■ Text shown ■

(begin)

Last week we looked at the very difficult passage from the beginning of Luke 16. It was difficult because it is hard to understand
This week it is also a difficult passage from Luke 16 – not because it is difficult to understand, but because it is extremely challenging. And it is a bit scary.
It
is a story about wealth, about hell and heaven and it is a story about how we
can begin to change.
It is a story about wealth.
Jesus
has been speaking in the previous verses about how you cannot serve two masters.
You
will be split in two.
Story
of the Admiral getting into a launch. He had one foot on the launch, one foot on
the jetty, when a sudden wave pushed the boat away from the jetty. Something
had to give, and he ended up in the water.
Jesus says 'You cannot serve two masters, you cannot serve both God and wealth'.
And
then we are told, ‘The Pharisees, who were lovers of money, heard all this, and
they ridiculed him’.
And so Jesus tells this story. He wanted, in the words of one commentator, "to reveal through this story that they loved their money more than people, their possessions more than the poor, their clothes more than compassion, and their extravagant feasts more than sharing food with the hungry.”
Here
is the archetypal wealthy man. He is so archetypical that he doesn’t even have
a name.
But
he has everything. He is dressed in the best, in the most fashionable clothes
in the most expensive fabric - purple and fine linen. He eats the best, ‘he
feasted sumptuously’. He lives in a privileged place, a gated community or
house. When he dies there is a funeral - no doubt a grand affair.
And
there is the archetypal poor man. Except this poor man has a name, Lazarus. He
lives by the gate of the rich man. He has nothing and he is desperate. He would
happily eat the scraps that come from the table of the rich man. But the only
creatures that seem to notice him or have any sympathy for him are the dogs,
who lick his sores. When he dies, well – not even a burial is mentioned. His
body is probably thrown into some municipal pit.
I
think that we can assume that the rich man does not see Lazarus.
Well,
he may have seen him, in the sense that he was something to be stepped over
every morning. He may have seen him as a problem. He may have seen him as
someone to be used – notice how, even when he is in Hades, he treats Lazarus as
someone who is there to serve him: ‘send Lazarus to dip the tip of his finger
in water and cool my tongue; send Lazarus as the messenger boy to my brothers’.
But
I suspect that he did not really see Lazarus – certainly not as a person.
Perhaps
we might feel sorry for the rich man.
It wasn’t his fault that he was rich.
"Mr Podsnap was well to do, and stood very high in Mr Podsnap's opinion. Beginning with a good inheritance, he had married a good inheritance, and had thriven exceedingly in the Marine Insurance way, and was quite satisfied. He never could make out why everybody was not quite satisfied, and he felt conscious that he set a brilliant social example in being particularly well satisfied with most things, and, above all other things, with himself." (Dickens, Our Mutual Friend)
And
it wasn’t his fault that Lazarus was poor.
Why
was Lazarus his responsibility? Why couldn’t Lazarus stand on his own two feet
and do some work for a change, instead of lazing around and lying outside his
gate, begging for money, and probably wasting it on drink.
What
had he done to deserve having Lazarus pitch up on his turf?
But
the rich man is clearly guilty in God’s eyes. After his great funeral when the priest
and everybody, no doubt, says very nice things about him, he goes to hell, to
Hades.

(end)

■ Collected material ■
(begin)

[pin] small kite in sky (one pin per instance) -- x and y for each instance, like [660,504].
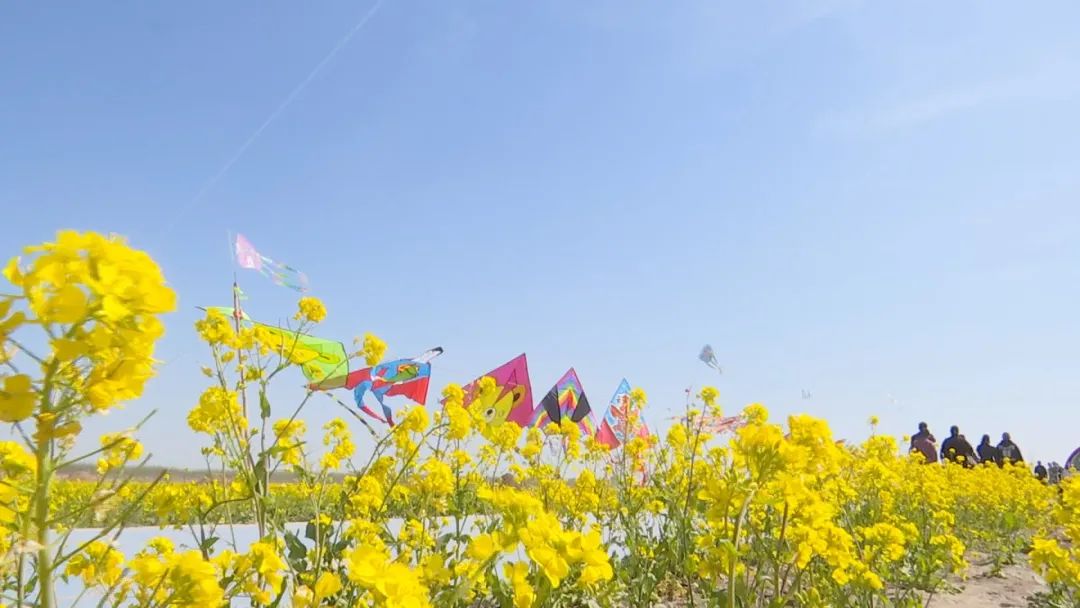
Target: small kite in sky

(end)

■ Written request A ■
From the sermon on Luke 16, list each pairing the quoted commentator gives of what the Pharisees loved more than something else.
■ Written request B ■
For each statement, say whether it agrees with the sermon on Luke 16, and quote the words that decide it: (i) The poor man in the story is given a name. (ii) The sermon says the burial of Lazarus is mentioned. (iii) The Admiral in the sermon ended up in the water.

■ Complete response A ■
- Their money more than people
- Their possessions more than the poor
- Their clothes more than compassion
- Their extravagant feasts more than sharing food with the hungry

■ Complete response B ■
(i) Yes: "Except this poor man has a name, Lazarus."
(ii) No: "When he dies, well – not even a burial is mentioned."
(iii) Yes: "Something had to give, and he ended up in the water."